# Your instructions
In the records that follow, the lines from the one containing "locate the kitchen island in the photo above" to the one containing "locate the cabinet handle in the photo above", inclusive, are to be given again exactly.

# The input
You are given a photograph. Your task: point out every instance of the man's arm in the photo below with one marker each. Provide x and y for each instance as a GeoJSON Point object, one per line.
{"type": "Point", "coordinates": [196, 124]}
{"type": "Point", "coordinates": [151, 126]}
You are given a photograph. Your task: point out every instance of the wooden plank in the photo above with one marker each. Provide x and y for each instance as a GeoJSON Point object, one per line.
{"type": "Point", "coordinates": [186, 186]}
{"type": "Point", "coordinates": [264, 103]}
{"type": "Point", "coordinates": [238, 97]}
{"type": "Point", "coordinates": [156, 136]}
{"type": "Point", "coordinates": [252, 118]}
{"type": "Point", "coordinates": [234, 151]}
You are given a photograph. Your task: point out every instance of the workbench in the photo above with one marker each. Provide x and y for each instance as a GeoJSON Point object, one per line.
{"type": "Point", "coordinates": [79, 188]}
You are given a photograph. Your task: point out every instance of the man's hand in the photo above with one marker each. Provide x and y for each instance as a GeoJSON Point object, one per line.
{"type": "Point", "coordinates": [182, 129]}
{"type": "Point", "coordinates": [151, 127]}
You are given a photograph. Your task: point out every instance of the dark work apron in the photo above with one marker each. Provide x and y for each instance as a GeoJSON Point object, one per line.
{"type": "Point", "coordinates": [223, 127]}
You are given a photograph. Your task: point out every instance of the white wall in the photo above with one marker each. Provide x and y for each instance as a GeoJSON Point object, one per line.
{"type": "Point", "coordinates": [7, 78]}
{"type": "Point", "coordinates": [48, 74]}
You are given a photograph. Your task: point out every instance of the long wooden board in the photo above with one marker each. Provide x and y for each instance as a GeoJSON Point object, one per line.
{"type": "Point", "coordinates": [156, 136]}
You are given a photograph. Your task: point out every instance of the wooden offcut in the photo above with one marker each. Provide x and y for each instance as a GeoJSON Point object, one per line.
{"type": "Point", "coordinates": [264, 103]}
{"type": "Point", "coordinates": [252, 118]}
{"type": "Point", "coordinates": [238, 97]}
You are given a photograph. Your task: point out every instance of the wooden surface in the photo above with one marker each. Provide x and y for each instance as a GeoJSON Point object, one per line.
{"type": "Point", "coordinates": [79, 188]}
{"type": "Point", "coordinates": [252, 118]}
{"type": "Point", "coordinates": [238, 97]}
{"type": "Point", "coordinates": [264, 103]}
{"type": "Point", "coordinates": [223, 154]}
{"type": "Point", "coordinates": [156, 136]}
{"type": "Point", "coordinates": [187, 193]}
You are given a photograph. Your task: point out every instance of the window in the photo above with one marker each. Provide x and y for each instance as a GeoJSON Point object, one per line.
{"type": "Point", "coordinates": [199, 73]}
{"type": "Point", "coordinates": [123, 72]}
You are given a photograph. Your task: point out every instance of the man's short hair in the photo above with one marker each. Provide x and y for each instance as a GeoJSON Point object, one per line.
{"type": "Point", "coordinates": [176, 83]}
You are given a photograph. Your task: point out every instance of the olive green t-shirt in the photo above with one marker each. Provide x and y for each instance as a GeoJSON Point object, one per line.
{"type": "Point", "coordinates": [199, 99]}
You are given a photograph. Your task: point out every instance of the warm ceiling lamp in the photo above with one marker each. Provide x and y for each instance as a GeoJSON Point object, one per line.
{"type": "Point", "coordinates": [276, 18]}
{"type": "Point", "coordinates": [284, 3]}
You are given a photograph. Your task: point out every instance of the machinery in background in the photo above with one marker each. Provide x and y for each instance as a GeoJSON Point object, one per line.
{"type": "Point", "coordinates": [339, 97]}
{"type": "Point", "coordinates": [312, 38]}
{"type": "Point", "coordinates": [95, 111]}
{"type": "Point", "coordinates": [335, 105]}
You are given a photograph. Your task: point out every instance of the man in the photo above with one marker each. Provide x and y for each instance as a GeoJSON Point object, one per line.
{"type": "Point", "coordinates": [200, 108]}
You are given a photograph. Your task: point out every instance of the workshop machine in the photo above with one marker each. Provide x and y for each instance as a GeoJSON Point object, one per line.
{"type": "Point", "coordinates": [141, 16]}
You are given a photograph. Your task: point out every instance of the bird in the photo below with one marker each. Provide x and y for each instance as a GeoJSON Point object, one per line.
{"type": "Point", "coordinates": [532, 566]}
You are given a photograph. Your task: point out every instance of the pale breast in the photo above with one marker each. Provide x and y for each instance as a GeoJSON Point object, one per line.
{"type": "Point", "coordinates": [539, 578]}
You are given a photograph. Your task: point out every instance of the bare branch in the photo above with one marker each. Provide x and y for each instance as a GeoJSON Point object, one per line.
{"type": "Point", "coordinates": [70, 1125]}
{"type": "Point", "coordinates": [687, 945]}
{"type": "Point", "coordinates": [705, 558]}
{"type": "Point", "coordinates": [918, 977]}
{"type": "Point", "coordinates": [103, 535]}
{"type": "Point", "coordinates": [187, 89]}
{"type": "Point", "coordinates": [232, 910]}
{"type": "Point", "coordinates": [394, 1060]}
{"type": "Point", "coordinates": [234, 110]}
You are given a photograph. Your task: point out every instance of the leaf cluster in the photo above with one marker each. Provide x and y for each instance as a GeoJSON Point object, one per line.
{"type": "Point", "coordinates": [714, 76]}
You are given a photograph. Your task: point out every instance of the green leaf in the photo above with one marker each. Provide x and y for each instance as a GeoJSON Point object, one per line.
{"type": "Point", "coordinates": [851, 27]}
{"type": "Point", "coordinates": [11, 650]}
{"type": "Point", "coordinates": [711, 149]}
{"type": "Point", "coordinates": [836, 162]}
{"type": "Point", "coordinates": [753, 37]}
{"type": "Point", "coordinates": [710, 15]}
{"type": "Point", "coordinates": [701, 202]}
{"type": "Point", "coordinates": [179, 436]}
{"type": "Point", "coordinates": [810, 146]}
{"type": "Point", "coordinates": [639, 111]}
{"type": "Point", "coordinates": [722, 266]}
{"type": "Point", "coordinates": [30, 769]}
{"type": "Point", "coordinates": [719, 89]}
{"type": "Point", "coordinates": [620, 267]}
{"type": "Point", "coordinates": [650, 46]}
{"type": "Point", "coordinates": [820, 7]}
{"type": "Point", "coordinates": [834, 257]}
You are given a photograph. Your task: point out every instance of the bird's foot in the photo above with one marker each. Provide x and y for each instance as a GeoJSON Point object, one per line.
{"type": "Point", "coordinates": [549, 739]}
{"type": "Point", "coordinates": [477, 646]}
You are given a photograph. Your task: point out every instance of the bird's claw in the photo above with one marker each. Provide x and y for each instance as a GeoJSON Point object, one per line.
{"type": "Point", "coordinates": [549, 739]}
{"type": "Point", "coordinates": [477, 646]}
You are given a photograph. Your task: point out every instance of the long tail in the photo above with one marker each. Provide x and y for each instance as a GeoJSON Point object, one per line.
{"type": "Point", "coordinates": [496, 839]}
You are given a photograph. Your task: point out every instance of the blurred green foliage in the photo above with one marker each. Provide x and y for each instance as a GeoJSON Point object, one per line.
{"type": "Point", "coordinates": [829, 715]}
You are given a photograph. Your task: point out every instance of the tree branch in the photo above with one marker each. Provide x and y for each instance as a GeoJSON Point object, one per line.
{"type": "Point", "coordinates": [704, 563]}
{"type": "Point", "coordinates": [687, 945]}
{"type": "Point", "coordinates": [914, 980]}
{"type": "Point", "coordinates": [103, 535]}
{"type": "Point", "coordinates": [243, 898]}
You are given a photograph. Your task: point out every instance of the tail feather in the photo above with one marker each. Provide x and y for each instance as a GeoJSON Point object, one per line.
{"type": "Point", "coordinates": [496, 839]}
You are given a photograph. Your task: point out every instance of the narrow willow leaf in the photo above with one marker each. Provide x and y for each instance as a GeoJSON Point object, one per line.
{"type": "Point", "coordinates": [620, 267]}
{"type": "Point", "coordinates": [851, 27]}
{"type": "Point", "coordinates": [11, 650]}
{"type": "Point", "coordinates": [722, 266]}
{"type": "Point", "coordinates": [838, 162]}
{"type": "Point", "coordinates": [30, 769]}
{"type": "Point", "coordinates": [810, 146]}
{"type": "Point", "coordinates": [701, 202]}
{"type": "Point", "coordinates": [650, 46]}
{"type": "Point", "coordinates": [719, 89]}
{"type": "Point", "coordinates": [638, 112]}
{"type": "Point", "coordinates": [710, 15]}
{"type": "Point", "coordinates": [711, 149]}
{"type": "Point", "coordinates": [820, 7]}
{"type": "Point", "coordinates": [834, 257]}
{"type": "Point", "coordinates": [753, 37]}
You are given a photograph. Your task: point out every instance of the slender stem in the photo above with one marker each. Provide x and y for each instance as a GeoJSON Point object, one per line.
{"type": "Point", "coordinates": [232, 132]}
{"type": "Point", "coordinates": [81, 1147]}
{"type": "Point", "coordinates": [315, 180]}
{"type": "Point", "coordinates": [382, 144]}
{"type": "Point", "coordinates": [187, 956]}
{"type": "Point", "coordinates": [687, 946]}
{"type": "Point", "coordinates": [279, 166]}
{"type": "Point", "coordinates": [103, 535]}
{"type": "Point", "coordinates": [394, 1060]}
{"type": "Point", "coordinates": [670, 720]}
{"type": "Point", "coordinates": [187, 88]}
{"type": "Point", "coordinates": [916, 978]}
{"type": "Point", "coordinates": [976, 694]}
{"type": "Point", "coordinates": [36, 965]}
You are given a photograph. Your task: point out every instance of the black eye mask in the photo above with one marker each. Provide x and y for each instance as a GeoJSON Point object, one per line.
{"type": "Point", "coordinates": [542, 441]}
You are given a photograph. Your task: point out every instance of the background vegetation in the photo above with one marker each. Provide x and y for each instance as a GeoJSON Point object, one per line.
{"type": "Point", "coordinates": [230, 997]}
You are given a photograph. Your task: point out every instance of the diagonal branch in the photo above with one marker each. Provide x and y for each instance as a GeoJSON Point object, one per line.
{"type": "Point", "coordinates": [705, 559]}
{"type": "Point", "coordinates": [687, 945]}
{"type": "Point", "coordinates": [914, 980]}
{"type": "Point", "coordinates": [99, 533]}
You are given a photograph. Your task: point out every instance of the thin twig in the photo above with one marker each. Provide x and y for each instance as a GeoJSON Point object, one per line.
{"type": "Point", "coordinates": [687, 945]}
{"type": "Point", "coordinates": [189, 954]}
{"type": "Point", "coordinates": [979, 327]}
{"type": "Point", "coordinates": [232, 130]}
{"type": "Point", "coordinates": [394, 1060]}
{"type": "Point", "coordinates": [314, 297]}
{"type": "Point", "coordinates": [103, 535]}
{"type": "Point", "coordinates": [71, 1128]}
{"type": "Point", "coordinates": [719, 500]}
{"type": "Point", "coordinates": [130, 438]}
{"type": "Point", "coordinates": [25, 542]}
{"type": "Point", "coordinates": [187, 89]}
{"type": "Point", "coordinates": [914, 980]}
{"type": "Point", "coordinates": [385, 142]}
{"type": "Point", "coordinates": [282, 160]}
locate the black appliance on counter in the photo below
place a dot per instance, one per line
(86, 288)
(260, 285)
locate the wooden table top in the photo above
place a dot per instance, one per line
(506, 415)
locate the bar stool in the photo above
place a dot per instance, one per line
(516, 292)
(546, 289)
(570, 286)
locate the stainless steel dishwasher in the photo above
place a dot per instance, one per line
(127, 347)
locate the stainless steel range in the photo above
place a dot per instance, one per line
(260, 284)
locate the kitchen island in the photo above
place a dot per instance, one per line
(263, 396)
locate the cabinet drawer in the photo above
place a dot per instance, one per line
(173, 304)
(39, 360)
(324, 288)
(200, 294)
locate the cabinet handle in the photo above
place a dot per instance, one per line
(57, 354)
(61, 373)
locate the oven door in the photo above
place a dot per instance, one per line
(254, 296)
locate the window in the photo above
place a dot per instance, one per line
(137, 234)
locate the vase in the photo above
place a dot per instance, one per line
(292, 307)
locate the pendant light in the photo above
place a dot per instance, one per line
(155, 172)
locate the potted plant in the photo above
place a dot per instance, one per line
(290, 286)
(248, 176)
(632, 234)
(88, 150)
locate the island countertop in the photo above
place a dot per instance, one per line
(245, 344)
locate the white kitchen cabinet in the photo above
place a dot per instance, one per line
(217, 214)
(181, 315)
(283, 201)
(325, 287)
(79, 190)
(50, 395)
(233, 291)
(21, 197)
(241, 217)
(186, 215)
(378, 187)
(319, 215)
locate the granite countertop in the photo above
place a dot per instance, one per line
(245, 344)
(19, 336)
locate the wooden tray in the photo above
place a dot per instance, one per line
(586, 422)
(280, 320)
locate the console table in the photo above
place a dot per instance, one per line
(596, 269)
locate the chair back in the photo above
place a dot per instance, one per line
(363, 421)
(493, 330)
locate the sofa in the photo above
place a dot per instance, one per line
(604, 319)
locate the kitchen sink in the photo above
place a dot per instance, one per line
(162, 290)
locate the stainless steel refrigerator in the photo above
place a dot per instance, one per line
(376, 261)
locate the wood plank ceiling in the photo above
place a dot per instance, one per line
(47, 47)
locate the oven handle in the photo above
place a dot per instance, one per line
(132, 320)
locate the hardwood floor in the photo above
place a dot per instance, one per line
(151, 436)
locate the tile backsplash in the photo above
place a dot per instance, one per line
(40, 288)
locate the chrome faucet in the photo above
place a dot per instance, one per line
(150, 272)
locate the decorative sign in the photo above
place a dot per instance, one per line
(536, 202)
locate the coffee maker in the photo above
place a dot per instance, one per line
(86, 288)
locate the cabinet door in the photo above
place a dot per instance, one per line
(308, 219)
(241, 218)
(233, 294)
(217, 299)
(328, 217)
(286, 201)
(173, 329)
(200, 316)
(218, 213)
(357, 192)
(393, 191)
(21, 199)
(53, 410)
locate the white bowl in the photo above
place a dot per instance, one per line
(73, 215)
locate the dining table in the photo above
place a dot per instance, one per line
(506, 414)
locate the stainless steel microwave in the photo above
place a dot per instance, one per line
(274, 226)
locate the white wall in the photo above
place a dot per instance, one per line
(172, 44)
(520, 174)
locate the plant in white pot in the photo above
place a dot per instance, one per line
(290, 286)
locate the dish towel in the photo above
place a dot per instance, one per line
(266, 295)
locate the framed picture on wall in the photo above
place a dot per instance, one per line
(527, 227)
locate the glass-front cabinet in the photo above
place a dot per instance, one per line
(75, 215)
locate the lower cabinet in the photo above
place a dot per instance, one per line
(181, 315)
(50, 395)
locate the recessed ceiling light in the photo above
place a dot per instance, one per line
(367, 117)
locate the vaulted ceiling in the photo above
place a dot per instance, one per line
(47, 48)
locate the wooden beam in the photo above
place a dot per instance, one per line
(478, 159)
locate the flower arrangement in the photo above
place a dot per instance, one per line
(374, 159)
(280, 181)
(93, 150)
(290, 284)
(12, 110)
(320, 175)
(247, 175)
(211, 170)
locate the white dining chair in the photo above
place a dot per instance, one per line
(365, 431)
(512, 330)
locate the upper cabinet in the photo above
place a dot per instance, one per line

# Reply
locate the kitchen island in the photo above
place a dot per instance, one per line
(263, 396)
locate the cabinet drawer in the photo above
place a dot per instance, one per line
(173, 304)
(39, 360)
(324, 288)
(200, 294)
locate the cabinet handle in the photo above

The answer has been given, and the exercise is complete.